Page –
PARADIGM 8.75$ TARGET 22 JUNE 06Target Price Increased to Reflect Growing Resources
All figures throughout this report are in US$, unless stated otherwise.
• With the release of more drill results earlier this week, we now
believe that the 70%-owned Corani property resource has
grown from the published 250 Moz to 350 Moz+.
• This note examines a number of methods to value this asset,
an inexact science given the lack of metallurgical assessment
(expected July/August) or scoping study (late-Q3/FY06).
• We maintain our Speculative Buy rating, and have raised our
target price to C$8.75 (was C$7.15) to reflect our expectations
of the growing silver resources.
Earlier this week, Bear Creek announced additional drill results from its
70%-owned Corani silver project in southern Peru. Refer to our June 16th research note for a detailed discussion of those drill results. Size aside, two other near-term
events are likely to shape Corani’s economics: an independent metallurgical
assessment due in late July-August and a scoping study expected to be completed
by end of Q3/FY06. These will give us a much better sense of the project
economics. That being said, we have examined a number of methods to gauge a
sense of valuation now. We have assumed that the next resource estimate (which
will presumably form the basis of the scoping study) is likely to show the Corani
resource at 350 Moz of silver, up from the current 250 Moz.

List of tasks –
**a.** Answer these questions from the research note on the Corani silver project.
(i) In which country is the Corani project located?
(ii) What rating does the note maintain?
(iii) What was the target price before it was raised to C$8.75?
**b.** Reproduce the passage of the Corani research note from "PARADIGM 8.75$ TARGET" to "scoping study (late-Q3/FY06).".
**c.** Pick up the research note on the Corani silver project and continue it from its last sentence.

Dataset rows –
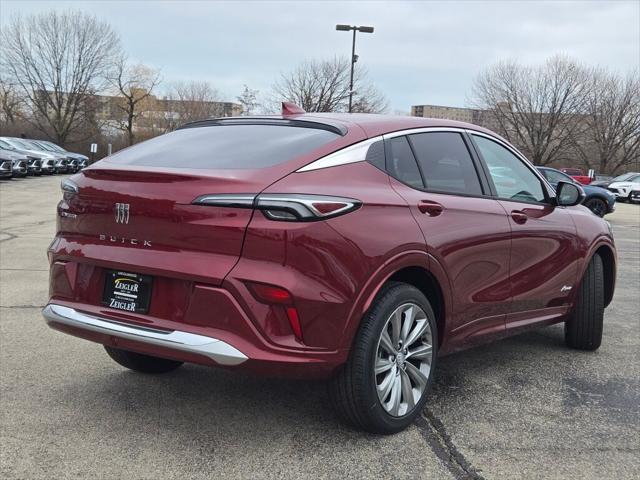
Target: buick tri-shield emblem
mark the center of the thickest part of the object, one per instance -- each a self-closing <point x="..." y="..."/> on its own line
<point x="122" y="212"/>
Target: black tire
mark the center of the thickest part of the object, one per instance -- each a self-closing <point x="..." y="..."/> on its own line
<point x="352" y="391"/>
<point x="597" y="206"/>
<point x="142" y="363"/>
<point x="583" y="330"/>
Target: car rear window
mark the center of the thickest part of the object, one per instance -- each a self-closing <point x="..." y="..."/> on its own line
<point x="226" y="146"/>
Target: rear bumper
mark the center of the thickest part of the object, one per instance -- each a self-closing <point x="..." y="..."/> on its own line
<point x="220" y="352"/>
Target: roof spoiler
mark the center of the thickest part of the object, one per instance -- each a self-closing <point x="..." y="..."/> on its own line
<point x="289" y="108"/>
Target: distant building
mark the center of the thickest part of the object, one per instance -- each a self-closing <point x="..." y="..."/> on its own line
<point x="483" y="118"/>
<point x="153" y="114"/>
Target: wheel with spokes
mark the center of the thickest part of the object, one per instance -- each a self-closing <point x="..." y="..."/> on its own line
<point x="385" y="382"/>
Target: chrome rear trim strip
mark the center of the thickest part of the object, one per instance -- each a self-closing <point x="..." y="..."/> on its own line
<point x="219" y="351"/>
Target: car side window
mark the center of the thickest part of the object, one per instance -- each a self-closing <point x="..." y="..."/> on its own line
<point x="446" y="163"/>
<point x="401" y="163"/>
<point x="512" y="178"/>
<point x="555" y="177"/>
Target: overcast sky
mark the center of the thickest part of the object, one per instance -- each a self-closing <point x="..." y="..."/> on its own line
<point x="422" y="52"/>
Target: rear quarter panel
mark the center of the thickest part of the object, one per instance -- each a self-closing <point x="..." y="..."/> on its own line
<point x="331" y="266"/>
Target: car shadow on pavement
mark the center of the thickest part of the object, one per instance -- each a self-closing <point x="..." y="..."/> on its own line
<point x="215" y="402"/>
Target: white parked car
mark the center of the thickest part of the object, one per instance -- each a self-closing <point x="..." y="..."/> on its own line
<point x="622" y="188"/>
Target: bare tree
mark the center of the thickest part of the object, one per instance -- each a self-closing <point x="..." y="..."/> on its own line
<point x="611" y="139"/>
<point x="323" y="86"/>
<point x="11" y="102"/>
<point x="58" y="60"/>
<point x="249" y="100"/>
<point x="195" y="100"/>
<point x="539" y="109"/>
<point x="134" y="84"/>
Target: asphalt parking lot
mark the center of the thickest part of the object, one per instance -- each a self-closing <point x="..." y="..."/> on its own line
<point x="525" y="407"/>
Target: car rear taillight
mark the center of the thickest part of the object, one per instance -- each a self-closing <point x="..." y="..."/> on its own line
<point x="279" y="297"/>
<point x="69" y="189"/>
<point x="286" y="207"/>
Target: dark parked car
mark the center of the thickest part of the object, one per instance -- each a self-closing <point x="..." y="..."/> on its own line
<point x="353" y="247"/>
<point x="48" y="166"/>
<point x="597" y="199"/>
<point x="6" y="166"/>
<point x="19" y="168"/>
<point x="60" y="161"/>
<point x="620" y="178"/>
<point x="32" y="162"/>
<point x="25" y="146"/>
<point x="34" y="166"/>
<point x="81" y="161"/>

In response –
**a.**
(i) Peru, in the south of the country.
(ii) Speculative Buy.
(iii) C$7.15.

**b.**
PARADIGM 8.75$ TARGET 22 JUNE 06Target Price Increased to Reflect Growing Resources
All figures throughout this report are in US$, unless stated otherwise.
• With the release of more drill results earlier this week, we now
believe that the 70%-owned Corani property resource has
grown from the published 250 Moz to 350 Moz+.
• This note examines a number of methods to value this asset,
an inexact science given the lack of metallurgical assessment
(expected July/August) or scoping study (late-Q3/FY06).

**c.**
Method #1: Value per Ounce
After examining a number of silver companies, ranging from advanced explorerdevelopers
to producers, we have observed a wide range of market cap per-ounce
valuations, ranging from less than $0.50/oz for “troubled” stories such as IMA
Exploration (a lawsuit overhangs the ownership of the project, plus the metallurgy
still remains as a big unknown), to $2.00-$2.50/oz for silver producers (e.g. Pan
American), and up to $4.00/oz or more for some of the “hotter” exploration stories
with good momentum. A continuing problem when trying to compare silver
deposits is their polymetallic nature. There are almost no “pure silver” deposits, so
some are gold-silver, some are lead-silver or zinc-silver. Depending upon the
nature of the ores, these by-product metals could be significant to the economics of
the project.
We have chosen to use a $1.50/oz value, which we feel is reasonable relative to
the differing types of peers. Corani looks, at this stage, to have average-ish costs.
It is a much larger than average deposit, which usually commands a premium, but
it is also located in Peru at high altitude, which we assume offsets its size. The US$1.50/oz is also very close to where an average gold explorer-producer is now
trading, comparing gold and silver on an equivalent-basis. For our assumed
350 Moz, we calculate a value of C$8.85/sh (diluted, in-the-money shares), based
on Bear Creek’s 70% share, and adjusted for cash received for in-the-money
option conversion, and remaining acquisition and success payments due to Rio
Tinto.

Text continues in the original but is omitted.